(Point localization data)
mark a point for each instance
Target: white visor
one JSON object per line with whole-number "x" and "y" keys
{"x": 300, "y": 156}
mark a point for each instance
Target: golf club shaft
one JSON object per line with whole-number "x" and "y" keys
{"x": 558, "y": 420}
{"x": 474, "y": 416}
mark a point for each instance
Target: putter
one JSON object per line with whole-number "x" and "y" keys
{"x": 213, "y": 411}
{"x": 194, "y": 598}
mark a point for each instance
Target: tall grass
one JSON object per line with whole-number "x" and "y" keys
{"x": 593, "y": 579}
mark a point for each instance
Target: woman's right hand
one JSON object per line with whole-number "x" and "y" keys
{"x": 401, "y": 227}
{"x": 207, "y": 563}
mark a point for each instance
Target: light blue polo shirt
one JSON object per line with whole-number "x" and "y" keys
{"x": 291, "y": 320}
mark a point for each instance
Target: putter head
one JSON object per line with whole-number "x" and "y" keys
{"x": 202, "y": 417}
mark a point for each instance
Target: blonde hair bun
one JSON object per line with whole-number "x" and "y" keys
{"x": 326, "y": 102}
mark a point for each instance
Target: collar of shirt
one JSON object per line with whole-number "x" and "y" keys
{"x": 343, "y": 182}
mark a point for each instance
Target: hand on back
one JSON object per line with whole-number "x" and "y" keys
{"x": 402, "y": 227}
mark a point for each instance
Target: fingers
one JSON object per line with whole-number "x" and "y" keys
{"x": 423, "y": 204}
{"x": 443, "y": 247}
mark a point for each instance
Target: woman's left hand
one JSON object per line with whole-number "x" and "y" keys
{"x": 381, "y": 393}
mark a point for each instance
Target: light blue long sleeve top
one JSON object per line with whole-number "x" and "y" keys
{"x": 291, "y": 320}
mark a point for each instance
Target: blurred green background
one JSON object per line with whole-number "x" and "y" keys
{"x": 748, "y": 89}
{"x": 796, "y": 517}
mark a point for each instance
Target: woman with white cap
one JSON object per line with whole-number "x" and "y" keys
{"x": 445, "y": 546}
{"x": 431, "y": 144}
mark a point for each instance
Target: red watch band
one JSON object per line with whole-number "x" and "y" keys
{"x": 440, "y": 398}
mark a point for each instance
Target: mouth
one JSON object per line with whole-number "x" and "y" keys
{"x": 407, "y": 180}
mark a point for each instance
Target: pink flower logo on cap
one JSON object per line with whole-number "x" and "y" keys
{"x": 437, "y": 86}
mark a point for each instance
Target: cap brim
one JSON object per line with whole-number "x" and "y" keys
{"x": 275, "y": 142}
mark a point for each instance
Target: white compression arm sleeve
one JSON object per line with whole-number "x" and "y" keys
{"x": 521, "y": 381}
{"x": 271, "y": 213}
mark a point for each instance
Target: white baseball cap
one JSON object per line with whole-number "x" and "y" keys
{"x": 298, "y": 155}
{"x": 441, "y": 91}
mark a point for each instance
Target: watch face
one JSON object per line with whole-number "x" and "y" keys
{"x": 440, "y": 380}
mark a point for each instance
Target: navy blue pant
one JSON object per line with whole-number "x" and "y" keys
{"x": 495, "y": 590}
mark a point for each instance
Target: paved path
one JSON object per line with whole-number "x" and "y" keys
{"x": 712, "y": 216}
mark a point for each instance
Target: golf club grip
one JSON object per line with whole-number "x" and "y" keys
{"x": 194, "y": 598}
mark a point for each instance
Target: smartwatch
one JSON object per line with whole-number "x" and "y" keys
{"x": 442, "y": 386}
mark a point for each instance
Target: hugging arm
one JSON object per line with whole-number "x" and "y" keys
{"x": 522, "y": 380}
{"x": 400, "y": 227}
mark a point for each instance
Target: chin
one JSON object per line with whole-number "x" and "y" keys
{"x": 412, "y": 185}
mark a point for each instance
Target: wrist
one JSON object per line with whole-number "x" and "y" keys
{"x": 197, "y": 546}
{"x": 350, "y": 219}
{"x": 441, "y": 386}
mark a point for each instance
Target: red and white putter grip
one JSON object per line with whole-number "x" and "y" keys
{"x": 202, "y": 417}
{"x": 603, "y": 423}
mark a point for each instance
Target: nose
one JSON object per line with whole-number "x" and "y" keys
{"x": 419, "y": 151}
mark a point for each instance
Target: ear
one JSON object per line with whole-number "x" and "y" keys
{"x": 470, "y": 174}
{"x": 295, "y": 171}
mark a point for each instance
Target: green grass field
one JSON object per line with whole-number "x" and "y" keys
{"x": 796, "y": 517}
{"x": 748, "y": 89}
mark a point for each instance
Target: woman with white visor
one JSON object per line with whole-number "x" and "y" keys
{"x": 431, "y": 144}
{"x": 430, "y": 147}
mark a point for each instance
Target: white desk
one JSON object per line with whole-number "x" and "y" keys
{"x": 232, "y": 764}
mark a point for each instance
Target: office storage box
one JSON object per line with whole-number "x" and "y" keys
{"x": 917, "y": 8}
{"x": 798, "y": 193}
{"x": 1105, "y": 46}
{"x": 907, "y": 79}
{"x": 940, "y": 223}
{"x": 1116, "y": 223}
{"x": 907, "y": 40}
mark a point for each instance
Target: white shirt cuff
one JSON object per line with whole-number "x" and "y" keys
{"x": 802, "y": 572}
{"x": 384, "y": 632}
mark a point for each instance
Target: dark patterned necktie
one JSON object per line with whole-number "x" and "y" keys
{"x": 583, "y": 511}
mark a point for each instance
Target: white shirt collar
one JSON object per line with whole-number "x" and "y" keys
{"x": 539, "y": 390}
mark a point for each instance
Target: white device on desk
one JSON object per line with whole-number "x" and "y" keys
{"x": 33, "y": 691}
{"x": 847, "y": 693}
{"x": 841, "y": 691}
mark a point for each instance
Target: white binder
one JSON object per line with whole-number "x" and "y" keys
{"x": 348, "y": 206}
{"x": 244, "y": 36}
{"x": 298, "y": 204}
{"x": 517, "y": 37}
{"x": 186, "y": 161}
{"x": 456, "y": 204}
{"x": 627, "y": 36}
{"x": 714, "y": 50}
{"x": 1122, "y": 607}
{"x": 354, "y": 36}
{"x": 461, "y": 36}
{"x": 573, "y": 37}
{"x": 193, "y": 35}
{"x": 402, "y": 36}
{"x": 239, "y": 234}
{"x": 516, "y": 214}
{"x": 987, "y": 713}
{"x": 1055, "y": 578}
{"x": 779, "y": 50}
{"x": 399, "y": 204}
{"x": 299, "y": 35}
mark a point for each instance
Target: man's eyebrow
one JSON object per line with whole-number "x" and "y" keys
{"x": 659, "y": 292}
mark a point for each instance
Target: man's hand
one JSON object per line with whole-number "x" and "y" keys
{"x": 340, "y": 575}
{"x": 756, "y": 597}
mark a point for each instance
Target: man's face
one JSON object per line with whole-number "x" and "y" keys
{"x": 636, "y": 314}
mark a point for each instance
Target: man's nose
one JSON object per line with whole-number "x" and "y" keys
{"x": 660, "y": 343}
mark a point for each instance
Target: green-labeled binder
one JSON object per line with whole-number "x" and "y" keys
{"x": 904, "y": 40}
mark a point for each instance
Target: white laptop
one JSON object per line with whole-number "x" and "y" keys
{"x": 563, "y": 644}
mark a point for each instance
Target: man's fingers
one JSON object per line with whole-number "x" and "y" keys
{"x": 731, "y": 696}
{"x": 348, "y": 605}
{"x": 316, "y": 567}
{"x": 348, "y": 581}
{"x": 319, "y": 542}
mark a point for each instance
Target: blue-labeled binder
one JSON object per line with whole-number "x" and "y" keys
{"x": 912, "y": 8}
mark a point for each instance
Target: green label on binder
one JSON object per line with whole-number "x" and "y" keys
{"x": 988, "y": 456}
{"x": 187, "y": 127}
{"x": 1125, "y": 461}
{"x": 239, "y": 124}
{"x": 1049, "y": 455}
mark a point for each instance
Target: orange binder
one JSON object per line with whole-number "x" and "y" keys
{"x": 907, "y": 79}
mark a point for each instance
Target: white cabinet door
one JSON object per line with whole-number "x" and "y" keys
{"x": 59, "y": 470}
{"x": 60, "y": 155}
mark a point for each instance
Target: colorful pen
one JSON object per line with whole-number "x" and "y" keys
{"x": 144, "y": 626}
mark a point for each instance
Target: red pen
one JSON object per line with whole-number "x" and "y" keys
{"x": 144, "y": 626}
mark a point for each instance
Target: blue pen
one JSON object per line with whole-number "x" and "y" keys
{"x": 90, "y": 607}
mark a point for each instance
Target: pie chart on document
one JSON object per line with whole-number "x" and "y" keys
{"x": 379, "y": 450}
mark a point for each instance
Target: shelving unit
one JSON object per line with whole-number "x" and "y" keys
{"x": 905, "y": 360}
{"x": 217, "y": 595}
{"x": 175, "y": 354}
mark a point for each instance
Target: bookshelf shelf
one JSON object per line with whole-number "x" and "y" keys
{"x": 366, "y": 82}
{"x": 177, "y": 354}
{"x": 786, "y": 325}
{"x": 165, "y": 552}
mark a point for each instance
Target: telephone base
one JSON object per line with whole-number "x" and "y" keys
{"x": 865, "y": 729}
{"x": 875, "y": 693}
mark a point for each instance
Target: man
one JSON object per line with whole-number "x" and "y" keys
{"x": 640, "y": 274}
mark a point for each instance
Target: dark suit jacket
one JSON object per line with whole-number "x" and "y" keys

● **Aim of the task**
The lines from the start of the entries above through the line containing "Target: woman with white cap" are the ones to return, please; copy them exactly and include both ends.

● **Finished exercise**
mark a point for each instance
Target: white visor
one JSON object per line with whole-number "x" and "y" keys
{"x": 300, "y": 156}
mark a point for each instance
Target: golf club shaft
one JSON object per line with whole-number "x" and "y" keys
{"x": 558, "y": 420}
{"x": 474, "y": 416}
mark a point for each instance
Target: putter
one JSON object per line with whole-number "x" and "y" keys
{"x": 213, "y": 411}
{"x": 194, "y": 598}
mark a point for each instance
Target: tall grass
one JSON object per line with whole-number "x" and "y" keys
{"x": 593, "y": 579}
mark a point for each instance
Target: woman's right hand
one JSON object per line with whole-number "x" and "y" keys
{"x": 401, "y": 227}
{"x": 207, "y": 563}
mark a point for each instance
Target: light blue polo shirt
one JSON object per line with whole-number "x" and "y" keys
{"x": 291, "y": 320}
mark a point for each instance
Target: putter head
one JSON object per line with whole-number "x" and "y" keys
{"x": 202, "y": 417}
mark a point for each instance
Target: blonde hair bun
one JSON object per line with whole-number "x" and "y" keys
{"x": 326, "y": 102}
mark a point for each instance
Target: collar of shirt
one JSON object per line with whole-number "x" and "y" keys
{"x": 343, "y": 182}
mark a point for each instance
Target: hand on back
one JSON object per line with whole-number "x" and "y" keys
{"x": 402, "y": 227}
mark a point for each instance
Target: fingers
one JSON object per line with whole-number "x" and "y" keys
{"x": 423, "y": 204}
{"x": 443, "y": 247}
mark a point for each instance
Target: woman's left hand
one JSON object per line with whole-number "x" and "y" keys
{"x": 381, "y": 393}
mark a point for each instance
Target: light blue long sleeve top
one JSON object per line with whole-number "x" and "y" keys
{"x": 291, "y": 320}
mark a point for each instance
Target: blurred green background
one JSON object per line with whole-number "x" and "y" keys
{"x": 748, "y": 89}
{"x": 796, "y": 517}
mark a point for each instance
Target: woman with white cap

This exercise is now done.